Exercise description
Pick out each line below that contains the word "jacket", and copy those lines.

(Entries from an annotation dataset)
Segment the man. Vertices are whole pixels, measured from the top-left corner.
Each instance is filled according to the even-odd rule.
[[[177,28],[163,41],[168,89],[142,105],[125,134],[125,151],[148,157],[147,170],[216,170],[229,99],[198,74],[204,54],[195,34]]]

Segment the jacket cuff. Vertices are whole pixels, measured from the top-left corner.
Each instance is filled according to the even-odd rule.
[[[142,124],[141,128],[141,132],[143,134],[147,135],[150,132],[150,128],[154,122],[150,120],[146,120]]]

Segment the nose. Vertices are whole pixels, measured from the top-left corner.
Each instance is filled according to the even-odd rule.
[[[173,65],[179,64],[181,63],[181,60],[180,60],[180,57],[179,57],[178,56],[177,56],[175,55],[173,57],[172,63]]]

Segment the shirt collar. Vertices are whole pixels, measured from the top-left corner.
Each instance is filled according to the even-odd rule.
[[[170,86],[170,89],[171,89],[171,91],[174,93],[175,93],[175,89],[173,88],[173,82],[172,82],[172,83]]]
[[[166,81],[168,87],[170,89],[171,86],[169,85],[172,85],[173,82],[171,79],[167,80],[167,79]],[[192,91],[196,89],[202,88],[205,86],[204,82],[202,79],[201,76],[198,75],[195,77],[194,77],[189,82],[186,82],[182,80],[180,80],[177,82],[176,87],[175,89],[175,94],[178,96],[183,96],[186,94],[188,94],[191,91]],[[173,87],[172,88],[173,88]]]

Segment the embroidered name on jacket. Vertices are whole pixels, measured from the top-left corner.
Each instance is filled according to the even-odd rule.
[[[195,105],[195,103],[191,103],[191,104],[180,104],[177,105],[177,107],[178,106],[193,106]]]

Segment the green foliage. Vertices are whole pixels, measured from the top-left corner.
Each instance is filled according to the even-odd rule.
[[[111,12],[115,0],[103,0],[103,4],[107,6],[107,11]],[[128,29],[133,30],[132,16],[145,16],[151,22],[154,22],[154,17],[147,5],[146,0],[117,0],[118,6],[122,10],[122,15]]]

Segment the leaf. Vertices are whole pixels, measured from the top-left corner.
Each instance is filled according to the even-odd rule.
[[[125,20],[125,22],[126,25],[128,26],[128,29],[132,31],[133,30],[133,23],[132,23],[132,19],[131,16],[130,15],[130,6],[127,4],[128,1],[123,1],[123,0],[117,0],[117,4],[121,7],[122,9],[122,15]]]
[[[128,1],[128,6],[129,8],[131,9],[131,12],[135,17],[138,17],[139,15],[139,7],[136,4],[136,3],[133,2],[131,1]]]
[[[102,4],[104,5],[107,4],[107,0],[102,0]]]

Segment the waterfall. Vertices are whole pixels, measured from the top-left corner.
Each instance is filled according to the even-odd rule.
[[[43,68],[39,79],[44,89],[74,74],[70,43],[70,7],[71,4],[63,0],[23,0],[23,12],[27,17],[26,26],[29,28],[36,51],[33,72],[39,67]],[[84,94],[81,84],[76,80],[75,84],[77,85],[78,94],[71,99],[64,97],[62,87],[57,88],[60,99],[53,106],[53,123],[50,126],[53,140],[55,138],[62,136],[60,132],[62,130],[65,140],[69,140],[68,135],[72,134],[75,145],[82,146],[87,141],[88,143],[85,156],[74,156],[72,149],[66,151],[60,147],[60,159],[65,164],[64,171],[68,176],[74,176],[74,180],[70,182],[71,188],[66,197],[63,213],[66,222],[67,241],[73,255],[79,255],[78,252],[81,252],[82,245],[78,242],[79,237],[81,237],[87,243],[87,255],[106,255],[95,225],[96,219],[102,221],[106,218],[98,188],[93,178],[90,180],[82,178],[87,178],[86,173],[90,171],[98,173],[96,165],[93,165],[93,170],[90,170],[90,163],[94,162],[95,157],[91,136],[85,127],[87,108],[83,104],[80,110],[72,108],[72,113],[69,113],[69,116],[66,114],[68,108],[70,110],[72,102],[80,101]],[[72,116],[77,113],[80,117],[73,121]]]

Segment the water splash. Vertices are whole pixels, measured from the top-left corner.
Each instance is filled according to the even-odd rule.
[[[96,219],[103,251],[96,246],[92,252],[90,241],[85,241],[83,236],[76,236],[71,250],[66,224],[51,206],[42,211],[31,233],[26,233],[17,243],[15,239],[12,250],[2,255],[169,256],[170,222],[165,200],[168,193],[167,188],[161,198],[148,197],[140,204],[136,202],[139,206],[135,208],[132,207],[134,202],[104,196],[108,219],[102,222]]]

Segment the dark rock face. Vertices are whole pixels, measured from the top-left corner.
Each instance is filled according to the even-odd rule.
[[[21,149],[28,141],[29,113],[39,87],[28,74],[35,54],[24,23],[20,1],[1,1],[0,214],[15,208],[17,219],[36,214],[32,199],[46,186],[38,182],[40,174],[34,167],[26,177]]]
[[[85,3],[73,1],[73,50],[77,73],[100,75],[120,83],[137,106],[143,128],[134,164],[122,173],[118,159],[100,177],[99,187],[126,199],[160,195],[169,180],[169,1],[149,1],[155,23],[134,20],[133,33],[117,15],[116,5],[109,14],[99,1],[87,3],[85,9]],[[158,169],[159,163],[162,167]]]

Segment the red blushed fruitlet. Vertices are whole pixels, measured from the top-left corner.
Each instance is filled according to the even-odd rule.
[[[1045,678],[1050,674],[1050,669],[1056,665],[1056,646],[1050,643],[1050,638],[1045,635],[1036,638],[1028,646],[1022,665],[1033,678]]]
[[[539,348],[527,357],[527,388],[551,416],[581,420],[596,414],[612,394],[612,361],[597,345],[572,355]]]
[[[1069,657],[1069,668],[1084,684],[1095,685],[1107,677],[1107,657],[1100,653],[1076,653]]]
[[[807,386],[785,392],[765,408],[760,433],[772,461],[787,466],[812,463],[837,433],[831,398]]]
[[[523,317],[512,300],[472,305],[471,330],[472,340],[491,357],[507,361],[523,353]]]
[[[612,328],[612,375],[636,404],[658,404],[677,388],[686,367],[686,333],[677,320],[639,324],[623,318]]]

Final result
Segment the jacket cuff. Vertices are whole pixels, measured from the top-left corner.
Segment the embroidered name on jacket. Vertices are whole pixels, measured from the top-left corner.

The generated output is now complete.